# Условие задания
Перепишите без изменений отрывок из текстового блока ниже: от слов «Вечеринка происходит зимой, но» до слов «как-то не очень.» включительно.

Новый Мир Новый Мир - Новый Мир ( № 3 2009)
Потом Даня как-то невзначай защищает кандидатскую как докторскую, хотя страшно сомневается в своих дарованиях. И на даче у друзей, где происходит пьянка после защиты, пристает ко всем с вопросами: “Я правда такой гениальный? Они искренне мне аплодировали?”
Вечеринка происходит зимой, но почему-то на улице. Опять все без шапок, опять все мерзнут и, как в старых фильмах Михаила Ромма и Марлена Хуциева, говорят одновременно и обо всем: об искусстве, полетах в космос, о коммунизме, часах, машинах и гражданской войне. Но как-то вяло. Ощущение такое, будто у всех температура 35,3. Хотя откуда взяться энергии? Беда их в том, что они как “думающие люди” все понимают. Понимают, что от “этой власти ничего хорошего ждать не приходится”, что “Ленин был людоед и немецкий шпион”, что “ракеты нужны, только чтобы бомбы возить” и так далее. Однако, наступив на горло своему диссидентству, все равно героически продолжают лечить, ваять, играть комиссаров в театре и готовить полеты в космос. Получается как-то не очень.

# Записанные данные

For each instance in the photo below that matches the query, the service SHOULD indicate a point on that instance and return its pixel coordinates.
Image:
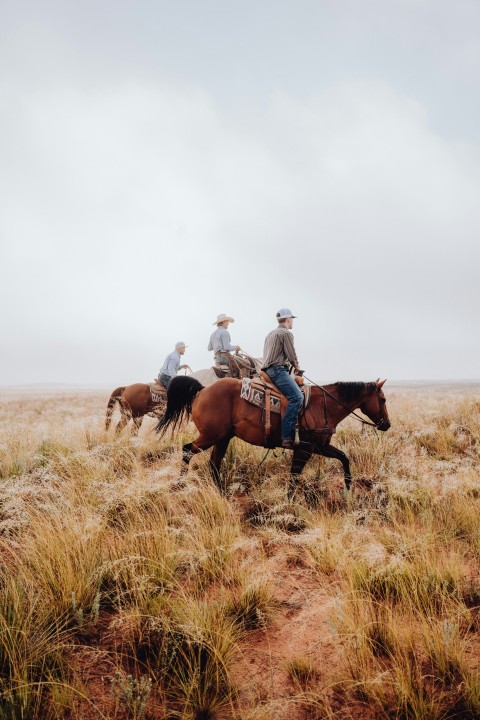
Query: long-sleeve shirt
(279, 348)
(171, 364)
(220, 341)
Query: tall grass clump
(32, 649)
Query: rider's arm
(225, 341)
(289, 349)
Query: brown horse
(135, 401)
(220, 414)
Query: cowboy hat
(221, 318)
(284, 313)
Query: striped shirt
(171, 364)
(220, 341)
(279, 348)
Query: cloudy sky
(164, 162)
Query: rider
(171, 365)
(221, 344)
(278, 355)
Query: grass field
(128, 593)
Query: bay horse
(220, 414)
(135, 401)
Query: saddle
(260, 391)
(158, 392)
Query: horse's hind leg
(218, 453)
(191, 449)
(300, 459)
(336, 454)
(124, 418)
(137, 424)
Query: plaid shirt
(279, 348)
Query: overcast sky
(164, 162)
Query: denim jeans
(287, 385)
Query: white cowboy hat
(221, 318)
(284, 313)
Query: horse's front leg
(191, 449)
(137, 424)
(218, 453)
(336, 454)
(300, 459)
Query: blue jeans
(287, 385)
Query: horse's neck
(330, 407)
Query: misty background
(164, 162)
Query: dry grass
(166, 582)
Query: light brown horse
(220, 414)
(135, 401)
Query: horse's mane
(350, 391)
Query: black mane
(351, 391)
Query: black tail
(114, 397)
(181, 392)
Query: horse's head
(374, 405)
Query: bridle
(377, 425)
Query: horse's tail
(114, 397)
(181, 393)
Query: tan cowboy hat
(221, 318)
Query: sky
(165, 162)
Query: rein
(351, 412)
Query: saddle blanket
(253, 393)
(158, 392)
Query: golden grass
(104, 547)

# Ответ к заданию
Вечеринка происходит зимой, но почему-то на улице. Опять все без шапок, опять все мерзнут и, как в старых фильмах Михаила Ромма и Марлена Хуциева, говорят одновременно и обо всем: об искусстве, полетах в космос, о коммунизме, часах, машинах и гражданской войне. Но как-то вяло. Ощущение такое, будто у всех температура 35,3. Хотя откуда взяться энергии? Беда их в том, что они как “думающие люди” все понимают. Понимают, что от “этой власти ничего хорошего ждать не приходится”, что “Ленин был людоед и немецкий шпион”, что “ракеты нужны, только чтобы бомбы возить” и так далее. Однако, наступив на горло своему диссидентству, все равно героически продолжают лечить, ваять, играть комиссаров в театре и готовить полеты в космос. Получается как-то не очень.